THE PROBLEM:
Pictures excluded, copy every record that follows exactly as it appears.

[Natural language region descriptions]

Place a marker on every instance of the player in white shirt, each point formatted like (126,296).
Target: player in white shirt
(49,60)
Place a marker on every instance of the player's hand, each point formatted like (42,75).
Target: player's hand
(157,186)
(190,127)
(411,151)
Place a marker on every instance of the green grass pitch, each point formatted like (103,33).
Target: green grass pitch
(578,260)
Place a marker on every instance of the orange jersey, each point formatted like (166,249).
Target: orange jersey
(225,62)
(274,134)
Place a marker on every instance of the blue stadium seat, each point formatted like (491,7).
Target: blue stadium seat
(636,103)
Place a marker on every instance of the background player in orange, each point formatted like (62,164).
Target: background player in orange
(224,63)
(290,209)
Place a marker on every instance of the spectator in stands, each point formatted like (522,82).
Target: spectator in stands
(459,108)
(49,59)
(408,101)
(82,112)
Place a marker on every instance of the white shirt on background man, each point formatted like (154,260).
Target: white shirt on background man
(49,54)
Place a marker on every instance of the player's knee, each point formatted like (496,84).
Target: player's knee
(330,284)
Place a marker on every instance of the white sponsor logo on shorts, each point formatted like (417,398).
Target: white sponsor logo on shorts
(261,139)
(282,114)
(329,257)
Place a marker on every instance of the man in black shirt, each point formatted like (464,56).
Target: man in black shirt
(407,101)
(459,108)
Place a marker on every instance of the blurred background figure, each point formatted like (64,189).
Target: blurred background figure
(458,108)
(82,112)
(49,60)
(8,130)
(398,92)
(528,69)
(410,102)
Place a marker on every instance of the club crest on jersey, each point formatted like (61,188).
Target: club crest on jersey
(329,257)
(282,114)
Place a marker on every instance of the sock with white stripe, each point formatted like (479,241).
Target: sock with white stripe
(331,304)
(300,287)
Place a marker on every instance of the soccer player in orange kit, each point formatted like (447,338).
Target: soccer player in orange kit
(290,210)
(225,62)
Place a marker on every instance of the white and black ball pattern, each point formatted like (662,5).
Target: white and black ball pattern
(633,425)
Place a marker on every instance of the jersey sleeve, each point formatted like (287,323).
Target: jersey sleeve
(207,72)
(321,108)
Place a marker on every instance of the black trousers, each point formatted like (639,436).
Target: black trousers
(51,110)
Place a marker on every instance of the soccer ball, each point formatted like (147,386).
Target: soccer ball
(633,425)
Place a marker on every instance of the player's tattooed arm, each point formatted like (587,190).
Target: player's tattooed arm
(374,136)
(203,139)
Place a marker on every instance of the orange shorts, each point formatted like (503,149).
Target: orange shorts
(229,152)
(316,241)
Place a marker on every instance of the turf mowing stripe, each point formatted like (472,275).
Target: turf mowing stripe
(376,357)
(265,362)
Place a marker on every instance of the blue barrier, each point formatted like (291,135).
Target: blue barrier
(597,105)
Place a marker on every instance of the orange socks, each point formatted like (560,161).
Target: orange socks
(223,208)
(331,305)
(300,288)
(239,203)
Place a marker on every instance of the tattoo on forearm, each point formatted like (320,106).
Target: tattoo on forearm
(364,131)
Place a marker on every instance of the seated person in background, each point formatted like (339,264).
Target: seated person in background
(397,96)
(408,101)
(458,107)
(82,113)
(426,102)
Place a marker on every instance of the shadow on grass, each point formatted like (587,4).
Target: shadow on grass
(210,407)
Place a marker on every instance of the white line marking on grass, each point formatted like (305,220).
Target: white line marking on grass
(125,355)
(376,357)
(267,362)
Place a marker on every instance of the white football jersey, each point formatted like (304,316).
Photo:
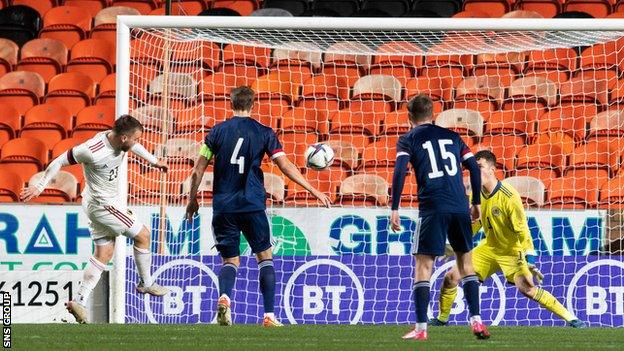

SOLUTION TO THIS EXERCISE:
Place a marker on every instance of the player in white shirt, each point formatted like (126,296).
Target: player in white shirt
(49,60)
Place a marker on every instance of the player's hand, each point formatted like (42,75).
Target: player's hand
(157,186)
(190,127)
(411,151)
Place a marker on every instance of the green grass pitch, each point formatted like (103,33).
Target: green grass pitch
(578,260)
Place a marker on every instance of the orange jersey, each point formatted like (166,249).
Target: orange jersey
(225,62)
(274,134)
Place a marker on every instance of the blue stadium seat, each point formatted like (491,7).
Target: blue stadium seat
(636,103)
Place a marker on every instance of the background player in orange, each point formatted like (62,164).
Target: background player in orange
(224,63)
(290,209)
Place a marker on every instance of the spectator in stands, each point formatted like (522,82).
Target: spectator in stands
(459,108)
(49,59)
(408,101)
(82,112)
Place a marker on every instance of the white shirt on background man, each point formatted like (154,260).
Target: white shirt on background man
(49,54)
Place a marker on every instance of the player's knee, each point formatted like (496,84).
Target: player's knee
(330,284)
Place a marker on every instance of the white sponsor logo on shorts, each point formatted like (417,398).
Target: white sponsor logo on shorts
(261,139)
(282,114)
(329,257)
Place a marker on every instance of the man in black shirt, each point formatted like (464,56).
Target: man in black shirt
(407,101)
(459,108)
Place a marker on every instance of the blurred background figure, each point formatted like (64,189).
Target: blurred background figure
(458,108)
(82,112)
(49,60)
(8,130)
(398,92)
(528,69)
(410,102)
Place a marker on every instance of the club crest on jersey, each point formatted like (61,188).
Target: club crest on jersey
(329,257)
(282,114)
Place a marker on every instance of the sock with white stripe, each point formatted like (479,241).
Target: sock with white stripe
(331,304)
(300,287)
Place a marker on every instance of the soccer player in orange kit, each point formatted like (447,338).
Target: soccer player in orange kit
(290,210)
(225,62)
Place a marker on every instance of the white and black ball pattern, each point formatted like (662,5).
Target: white and black ball pattern
(633,425)
Place a marker on every instance of the jersey sleeve, each point formatted like (287,323).
Target: jersey sleeve
(207,72)
(321,108)
Place a marker on every instance of the black trousers, each point formatted like (639,436).
Target: black trousers
(51,110)
Place a marker on every instance of the soccer ball, each point formatted like (147,386).
Target: soccer ball
(633,425)
Place a marker on every instance of the player's tattooed arm, each point formatted like (587,190).
Target: player's tattooed arm
(374,136)
(203,139)
Place a marker on every instance of the orange shorts, each point formatted like (503,149).
Target: orange shorts
(229,152)
(316,241)
Place a marker on every instance of the turf mowing stripe, each point formatted like (472,275).
Target: turf mowing stripe
(376,357)
(265,362)
Place a marker on every instance of the blue barrier, each point formatted like (291,135).
Target: blue barrier
(597,105)
Place a marker on every instance of the orange socks, each point formatted like (560,161).
Target: orange socks
(223,208)
(331,305)
(300,288)
(239,203)
Place a marker on every instance of the tattoo on forearm, each point formatted like (320,106).
Target: tattoo on forearm
(364,131)
Place a marker on every instance of the seated person in background, each point formatted like (339,264).
Target: seated person in background
(397,96)
(408,101)
(458,107)
(82,113)
(426,102)
Place a marker on every instance of the shadow on grass, each point formatted like (587,4).
Target: shadow on grass
(210,407)
Place a marker on every instance of the white line marking on grass, each point formatted like (305,220).
Target: white line marking on grass
(125,355)
(376,357)
(267,362)
Place a marker on every instance of the white football jersey, each point formatted like (304,316).
Photo:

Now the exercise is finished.